-- start of Text section --

Eloise Maltby Maland

‘A Lunar Perspective’ travels in an irregular orbit around Lunar House, a UK Home Office Visa and Immigration building, to explore and question practices of bordering and othering. 

Built in 1970, Lunar House was named to celebrate the moon landing the year before, eliciting notions of space travel and exploration. From here, A Lunar Perspective enters into an orbital journey exploring real and imagined connections between the body, the land, the sky and the border. As the work looks up to the moon in search of our imagined reflection, it considers our current politics and practices of othering at a time when we are continually reminded of the violence of our borders.

-- end of Text section --
-- start of Raw data --

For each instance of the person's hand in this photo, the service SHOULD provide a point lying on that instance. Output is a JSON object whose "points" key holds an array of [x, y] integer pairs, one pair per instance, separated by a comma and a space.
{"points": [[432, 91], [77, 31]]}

-- end of Raw data --

## Aim of the exercise
Extract from the text about Lunar House the passage that begins at the words "Built in 1970, Lunar" and ends after the words "of our borders.". Rely solely on the text about Lunar House, not on the data.

## Answer to the task
Built in 1970, Lunar House was named to celebrate the moon landing the year before, eliciting notions of space travel and exploration. From here, A Lunar Perspective enters into an orbital journey exploring real and imagined connections between the body, the land, the sky and the border. As the work looks up to the moon in search of our imagined reflection, it considers our current politics and practices of othering at a time when we are continually reminded of the violence of our borders.